| The problem |
This exercise asks for every record to be output again exactly.

Source material section start

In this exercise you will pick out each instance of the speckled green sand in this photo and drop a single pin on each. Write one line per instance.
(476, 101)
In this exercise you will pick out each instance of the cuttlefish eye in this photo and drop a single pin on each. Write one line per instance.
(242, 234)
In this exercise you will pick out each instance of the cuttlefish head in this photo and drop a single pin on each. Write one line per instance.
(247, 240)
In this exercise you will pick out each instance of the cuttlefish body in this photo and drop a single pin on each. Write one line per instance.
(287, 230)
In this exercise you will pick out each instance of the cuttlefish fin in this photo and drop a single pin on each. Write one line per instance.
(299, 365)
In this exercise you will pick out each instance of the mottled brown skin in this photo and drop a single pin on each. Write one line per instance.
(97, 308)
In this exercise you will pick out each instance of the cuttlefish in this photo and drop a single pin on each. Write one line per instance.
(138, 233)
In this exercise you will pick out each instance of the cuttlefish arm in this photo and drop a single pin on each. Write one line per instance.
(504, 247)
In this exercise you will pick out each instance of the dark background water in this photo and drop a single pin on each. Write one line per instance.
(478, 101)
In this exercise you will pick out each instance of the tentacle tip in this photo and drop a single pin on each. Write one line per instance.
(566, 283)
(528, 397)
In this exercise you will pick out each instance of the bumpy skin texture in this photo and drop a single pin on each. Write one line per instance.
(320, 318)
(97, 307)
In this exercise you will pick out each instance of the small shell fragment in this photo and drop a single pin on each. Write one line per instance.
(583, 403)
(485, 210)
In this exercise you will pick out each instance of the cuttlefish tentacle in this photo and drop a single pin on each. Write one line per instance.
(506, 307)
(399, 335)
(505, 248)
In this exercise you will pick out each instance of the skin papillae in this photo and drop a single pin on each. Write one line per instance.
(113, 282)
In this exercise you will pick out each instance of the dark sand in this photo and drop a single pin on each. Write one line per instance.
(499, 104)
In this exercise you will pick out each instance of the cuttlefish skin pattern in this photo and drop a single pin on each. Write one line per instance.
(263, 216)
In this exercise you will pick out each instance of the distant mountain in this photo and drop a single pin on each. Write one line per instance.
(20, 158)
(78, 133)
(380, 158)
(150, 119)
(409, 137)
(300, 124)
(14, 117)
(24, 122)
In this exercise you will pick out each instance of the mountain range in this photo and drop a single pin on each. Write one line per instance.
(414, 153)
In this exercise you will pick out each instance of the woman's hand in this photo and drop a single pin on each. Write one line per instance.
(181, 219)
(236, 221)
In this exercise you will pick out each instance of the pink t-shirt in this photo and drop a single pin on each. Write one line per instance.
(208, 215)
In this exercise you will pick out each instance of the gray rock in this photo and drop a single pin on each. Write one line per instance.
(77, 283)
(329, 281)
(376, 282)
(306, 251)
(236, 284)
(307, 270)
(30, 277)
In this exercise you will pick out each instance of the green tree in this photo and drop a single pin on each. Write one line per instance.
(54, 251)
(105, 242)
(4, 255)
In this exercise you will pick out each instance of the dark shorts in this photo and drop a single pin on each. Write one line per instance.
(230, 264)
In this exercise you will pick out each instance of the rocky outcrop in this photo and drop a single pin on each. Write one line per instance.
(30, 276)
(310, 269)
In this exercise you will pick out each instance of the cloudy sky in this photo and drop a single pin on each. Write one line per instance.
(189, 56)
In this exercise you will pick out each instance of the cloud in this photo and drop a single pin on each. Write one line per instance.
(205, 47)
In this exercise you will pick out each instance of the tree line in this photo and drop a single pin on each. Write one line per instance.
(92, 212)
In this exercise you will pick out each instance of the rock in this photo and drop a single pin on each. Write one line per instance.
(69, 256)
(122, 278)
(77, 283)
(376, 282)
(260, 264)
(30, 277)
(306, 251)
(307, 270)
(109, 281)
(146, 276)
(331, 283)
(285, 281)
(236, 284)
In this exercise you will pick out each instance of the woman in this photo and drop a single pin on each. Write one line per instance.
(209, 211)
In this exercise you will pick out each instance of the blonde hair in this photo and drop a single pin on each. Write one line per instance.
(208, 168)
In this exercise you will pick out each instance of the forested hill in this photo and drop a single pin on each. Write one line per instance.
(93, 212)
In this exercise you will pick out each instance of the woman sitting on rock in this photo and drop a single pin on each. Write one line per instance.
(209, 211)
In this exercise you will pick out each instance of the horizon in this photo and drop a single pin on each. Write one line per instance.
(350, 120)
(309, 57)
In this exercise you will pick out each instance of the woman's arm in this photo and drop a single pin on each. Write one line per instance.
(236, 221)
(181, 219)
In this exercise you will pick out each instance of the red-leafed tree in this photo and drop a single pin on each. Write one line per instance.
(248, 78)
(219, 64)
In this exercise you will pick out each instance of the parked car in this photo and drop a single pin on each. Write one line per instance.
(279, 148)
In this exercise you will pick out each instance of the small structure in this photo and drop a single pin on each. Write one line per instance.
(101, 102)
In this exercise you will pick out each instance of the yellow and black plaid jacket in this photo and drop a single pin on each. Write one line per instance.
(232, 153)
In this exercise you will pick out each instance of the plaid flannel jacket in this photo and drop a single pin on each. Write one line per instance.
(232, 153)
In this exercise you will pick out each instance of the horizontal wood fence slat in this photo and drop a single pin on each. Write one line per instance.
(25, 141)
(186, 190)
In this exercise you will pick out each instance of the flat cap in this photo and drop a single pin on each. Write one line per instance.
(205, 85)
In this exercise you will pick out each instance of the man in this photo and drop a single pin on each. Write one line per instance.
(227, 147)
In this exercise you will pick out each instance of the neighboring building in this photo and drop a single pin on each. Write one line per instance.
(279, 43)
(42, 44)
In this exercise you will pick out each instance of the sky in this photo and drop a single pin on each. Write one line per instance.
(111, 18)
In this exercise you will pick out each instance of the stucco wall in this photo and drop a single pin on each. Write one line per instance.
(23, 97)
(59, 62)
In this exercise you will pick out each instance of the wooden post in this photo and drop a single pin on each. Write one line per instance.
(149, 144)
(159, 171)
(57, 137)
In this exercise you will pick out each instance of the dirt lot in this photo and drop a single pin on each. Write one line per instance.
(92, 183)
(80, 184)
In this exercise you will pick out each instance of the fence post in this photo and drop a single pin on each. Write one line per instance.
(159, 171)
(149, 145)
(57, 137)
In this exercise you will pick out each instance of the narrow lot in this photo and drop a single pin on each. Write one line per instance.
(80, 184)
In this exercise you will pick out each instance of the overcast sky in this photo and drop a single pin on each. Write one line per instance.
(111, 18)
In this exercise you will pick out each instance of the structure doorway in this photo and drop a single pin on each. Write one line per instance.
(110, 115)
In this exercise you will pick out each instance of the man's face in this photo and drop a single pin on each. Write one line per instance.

Source material section end

| Worked solution |
In this exercise you will pick out each instance of the speckled green sand in this photo and drop a single pin on each. Write one line per instance.
(476, 101)
In this exercise you will pick out each instance of the cuttlefish eye in this photo and drop a single pin on each. Write one line per instance.
(242, 234)
In this exercise you will pick out each instance of the cuttlefish head in this photo and drop a single pin on each. Write one line per instance.
(247, 240)
In this exercise you will pick out each instance of the cuttlefish body in this photo and drop a single pin on each. Write one line per instance.
(287, 230)
In this exercise you will pick out each instance of the cuttlefish fin in this photo and drop a single pin on each. Write one line per instance.
(299, 365)
In this exercise you will pick out each instance of the mottled brown skin in this photo and drop a single pin on each. Write one line per instance.
(97, 308)
In this exercise you will pick out each instance of the cuttlefish in this photo and drop a single pin on each. Write one line per instance.
(138, 233)
In this exercise you will pick out each instance of the cuttlefish arm in this photo and drop a single pin on each. Write one line per instance.
(504, 247)
In this exercise you will pick out each instance of the dark background water in this photo and drop a single pin on each. Write one line per instance.
(478, 101)
In this exercise you will pick out each instance of the tentacle tip in this photo and drop a single pin on each. Write one line per instance.
(566, 283)
(528, 397)
In this exercise you will pick out each instance of the bumpy skin texture in this photo and drop a single pin on each. Write one line per instance.
(320, 318)
(97, 307)
In this exercise you will pick out each instance of the small shell fragment in this photo and drop a single pin on each. Write one line per instance.
(583, 403)
(485, 210)
In this exercise you will pick out each instance of the cuttlefish tentacle in this photo and drop a single pin on each. Write one line per instance.
(506, 307)
(399, 335)
(505, 248)
In this exercise you will pick out each instance of the skin papillae in this photo and drop a single pin on each. Write one line per instance.
(113, 282)
In this exercise you will pick out each instance of the dark sand in this photo and drop a single pin on each. Write one line per instance.
(499, 104)
In this exercise you will pick out each instance of the cuttlefish skin pattern in this photo and drop a single pin on each. Write one line per instance.
(263, 216)
In this exercise you will pick out each instance of the distant mountain in this photo and drop a single pin on each. Write one line per instance.
(20, 158)
(78, 133)
(380, 158)
(150, 119)
(409, 137)
(300, 124)
(14, 117)
(24, 122)
In this exercise you will pick out each instance of the mountain range in this photo and drop a single pin on each. Write one line per instance.
(414, 153)
In this exercise you will pick out each instance of the woman's hand in this photo and drop a single pin on each. Write one line per instance.
(181, 219)
(236, 221)
In this exercise you will pick out each instance of the pink t-shirt in this photo and drop a single pin on each. Write one line per instance.
(208, 215)
In this exercise you will pick out each instance of the gray rock in this photo and drop a single pin on each. Write one line per instance.
(77, 283)
(329, 281)
(376, 282)
(306, 251)
(236, 284)
(307, 270)
(30, 277)
In this exercise you will pick out each instance of the green tree in this photo and drop a single pin on each. Write one line per instance.
(54, 251)
(105, 242)
(4, 255)
In this exercise you will pick out each instance of the dark shorts in this photo and drop a single pin on each. Write one line per instance.
(230, 264)
In this exercise you will pick out each instance of the rocky outcrop in this photo and drop a single pin on each. Write one line per instance.
(30, 276)
(310, 269)
In this exercise you will pick out each instance of the cloudy sky in this photo and drop a single pin on each. Write one line per instance.
(189, 56)
In this exercise you will pick out each instance of the cloud in this photo and drop a single pin on each. Write one line per instance.
(205, 47)
In this exercise you will pick out each instance of the tree line in this photo and drop a single pin on each. Write one line per instance.
(92, 212)
In this exercise you will pick out each instance of the rock in this photo and drop a single pin on each. Write one line per instance.
(69, 256)
(122, 278)
(77, 283)
(376, 282)
(260, 264)
(30, 277)
(306, 251)
(307, 270)
(109, 281)
(146, 276)
(331, 283)
(285, 281)
(236, 284)
In this exercise you will pick out each instance of the woman in this photo and drop a single pin on each. Write one line per instance.
(209, 211)
In this exercise you will pick out each instance of the blonde hair in this photo and drop a single pin on each. Write one line per instance.
(208, 168)
In this exercise you will pick out each instance of the forested hill in this photo and drop a single pin on each. Write one line per instance.
(93, 212)
In this exercise you will pick out each instance of the woman sitting on rock in this photo and drop a single pin on each. Write one line per instance.
(209, 211)
In this exercise you will pick out each instance of the horizon in this photo and drop a single pin on each. Write one line per instance.
(350, 120)
(309, 57)
In this exercise you will pick out each instance of the woman's arm in this photo and drop a single pin on each. Write one line per instance.
(236, 221)
(181, 219)
In this exercise you will pick out each instance of the red-leafed tree in this photo and drop a single pin on each. Write one line per instance.
(248, 78)
(219, 64)
In this exercise you will pick out each instance of the parked car in this photo and drop a single pin on each. Write one line per instance.
(279, 148)
In this exercise you will pick out each instance of the small structure in this photo and drop a single pin on each. Write one line per instance.
(101, 102)
In this exercise you will pick out each instance of the yellow and black plaid jacket in this photo and drop a single pin on each. Write one line per instance.
(232, 153)
In this exercise you will pick out each instance of the plaid flannel jacket in this photo and drop a single pin on each. Write one line per instance.
(232, 153)
In this exercise you will pick out each instance of the horizontal wood fence slat in this photo and drop a single pin on each. Write one line per instance.
(25, 141)
(186, 190)
In this exercise you will pick out each instance of the flat cap in this photo and drop a single pin on each. Write one line per instance.
(205, 85)
In this exercise you will pick out each instance of the man in this photo and drop a single pin on each. Write one line per instance.
(227, 147)
In this exercise you will pick out each instance of the neighboring building in this photo and drop a single pin on each. Write one line per instance.
(279, 43)
(42, 44)
In this exercise you will pick out each instance of the sky in this photo and drop a single pin on each. Write one line per instance.
(111, 18)
In this exercise you will pick out each instance of the stucco wall in this photo and drop a single pin on each. Write one line per instance.
(23, 97)
(59, 62)
In this exercise you will pick out each instance of the wooden post in this photo and drop a single pin on each. Write one line per instance.
(149, 144)
(159, 171)
(57, 137)
In this exercise you will pick out each instance of the dirt lot in this photo and drop a single pin on each. Write one line per instance.
(92, 183)
(80, 184)
In this exercise you will pick out each instance of the fence post in this photo and drop a single pin on each. Write one line per instance.
(159, 171)
(149, 145)
(57, 137)
In this exercise you will pick out each instance of the narrow lot in this photo and drop a single pin on each. Write one line per instance.
(80, 184)
In this exercise you will pick out each instance of the overcast sky in this photo and drop a single pin on each. Write one line per instance.
(111, 18)
In this exercise you will pick out each instance of the structure doorway in this photo and drop a single pin on each. Write one line per instance.
(110, 115)
In this exercise you will pick out each instance of the man's face in this photo and drop a single pin on each. Write one line per instance.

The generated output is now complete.